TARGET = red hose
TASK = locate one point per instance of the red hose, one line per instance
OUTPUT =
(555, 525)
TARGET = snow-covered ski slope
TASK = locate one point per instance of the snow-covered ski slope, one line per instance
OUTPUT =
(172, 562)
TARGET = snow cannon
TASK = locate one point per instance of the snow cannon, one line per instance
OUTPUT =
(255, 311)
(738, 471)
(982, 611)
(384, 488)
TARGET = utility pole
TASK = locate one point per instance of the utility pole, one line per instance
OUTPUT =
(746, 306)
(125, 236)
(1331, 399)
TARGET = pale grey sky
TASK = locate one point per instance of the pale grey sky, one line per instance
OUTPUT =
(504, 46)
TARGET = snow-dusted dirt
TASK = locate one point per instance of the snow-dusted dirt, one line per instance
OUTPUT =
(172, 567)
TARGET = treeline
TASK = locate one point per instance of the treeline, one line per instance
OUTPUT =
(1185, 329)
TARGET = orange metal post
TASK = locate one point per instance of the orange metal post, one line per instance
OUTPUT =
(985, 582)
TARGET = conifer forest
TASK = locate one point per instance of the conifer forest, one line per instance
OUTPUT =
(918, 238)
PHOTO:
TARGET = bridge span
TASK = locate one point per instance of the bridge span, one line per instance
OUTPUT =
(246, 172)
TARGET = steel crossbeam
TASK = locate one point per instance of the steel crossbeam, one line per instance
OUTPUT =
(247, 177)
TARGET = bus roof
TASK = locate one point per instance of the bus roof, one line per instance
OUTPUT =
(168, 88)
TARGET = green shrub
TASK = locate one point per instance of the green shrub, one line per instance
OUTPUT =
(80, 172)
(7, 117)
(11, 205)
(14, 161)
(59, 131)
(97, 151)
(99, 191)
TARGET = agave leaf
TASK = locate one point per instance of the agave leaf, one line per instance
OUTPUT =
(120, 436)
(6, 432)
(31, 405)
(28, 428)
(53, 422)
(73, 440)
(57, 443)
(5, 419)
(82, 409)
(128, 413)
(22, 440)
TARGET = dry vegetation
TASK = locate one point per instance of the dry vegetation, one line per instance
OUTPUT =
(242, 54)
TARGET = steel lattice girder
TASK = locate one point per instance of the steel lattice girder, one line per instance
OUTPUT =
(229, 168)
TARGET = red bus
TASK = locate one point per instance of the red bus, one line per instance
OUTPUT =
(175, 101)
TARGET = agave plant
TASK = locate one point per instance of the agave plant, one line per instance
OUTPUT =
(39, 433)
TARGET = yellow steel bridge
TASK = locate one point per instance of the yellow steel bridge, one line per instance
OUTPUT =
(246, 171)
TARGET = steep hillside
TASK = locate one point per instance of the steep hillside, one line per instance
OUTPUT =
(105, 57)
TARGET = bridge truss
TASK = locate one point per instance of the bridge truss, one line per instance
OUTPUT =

Description of the task
Rewrite all of the lines above, replacing "snow cannon" with "snow gun" wherever it occurs and leaving everything else unchanged.

Answer below
TARGET = red hose
TASK = locate one point per instance of the red hose, one line per instance
OUTPUT =
(555, 525)
TARGET = snow-covered ski slope
TASK = locate one point per instance of the snow-covered ski slope, one line per instance
OUTPUT =
(172, 562)
TARGET = snow gun
TASK = locate one point per instance of the snow gun, one line per instance
OUTPUT =
(255, 311)
(738, 471)
(982, 611)
(384, 488)
TARGET = utility pole
TASK = locate one point per instance of the utility pole, one line per instance
OUTPUT =
(746, 306)
(125, 236)
(1331, 399)
TARGET = pale grey sky
TASK = locate one point per instance of the pale grey sky, one line per instance
OUTPUT =
(504, 46)
TARGET = snow-dusted dirt
TASK = locate one point per instance of the snow-dusted dirt, one line per instance
OUTPUT =
(172, 567)
TARGET = treeline
TASK = locate one point per instance of the treeline, one line per instance
OUTPUT =
(1185, 329)
TARGET = orange metal post
TASK = locate one point per instance of the orange metal post, one line per instance
OUTPUT =
(985, 582)
TARGET = conifer forest
TASK = locate one point per instance of the conifer forest, one line per instance
OUTPUT =
(918, 238)
PHOTO:
TARGET = bridge span
TASK = locate one point per instance of the bridge span, one line per instance
OUTPUT =
(246, 172)
TARGET = steel crossbeam
TASK = locate one point per instance of the steel crossbeam, one line per instance
OUTPUT =
(247, 177)
TARGET = bus roof
TASK = locate one point per instance of the bus roof, one line per instance
OUTPUT =
(168, 88)
TARGET = green shrub
TASK = locate one point per instance of the green shrub, one line per instance
OUTPUT =
(80, 172)
(7, 117)
(11, 205)
(14, 161)
(59, 131)
(97, 151)
(99, 191)
TARGET = agave leaf
TASK = locate one point per instance of the agave leaf, one line per instance
OUTPUT =
(120, 436)
(6, 432)
(31, 405)
(28, 428)
(53, 422)
(73, 440)
(57, 443)
(5, 419)
(82, 409)
(128, 413)
(22, 440)
TARGET = dry vegetation
TASK = locate one point per instance of the dry vegetation, one line per instance
OUTPUT =
(242, 54)
TARGET = steel lattice girder
TASK = locate one point per instance of the steel lattice girder, one line per instance
OUTPUT =
(229, 168)
TARGET = red bus
TASK = locate one point per instance of the red bus, one line per instance
OUTPUT =
(175, 101)
TARGET = agave plant
TASK = locate one point per instance of the agave plant, one line per instance
OUTPUT =
(39, 433)
TARGET = yellow steel bridge
TASK = locate one point per instance of the yellow steel bridge, one line per instance
OUTPUT =
(246, 171)
TARGET = steep hillside
TASK = locate one point per instance of the steep hillside, one line per instance
OUTPUT =
(105, 57)
TARGET = bridge truss
TASK = locate one point per instance of the bridge truss, one line per instance
OUTPUT =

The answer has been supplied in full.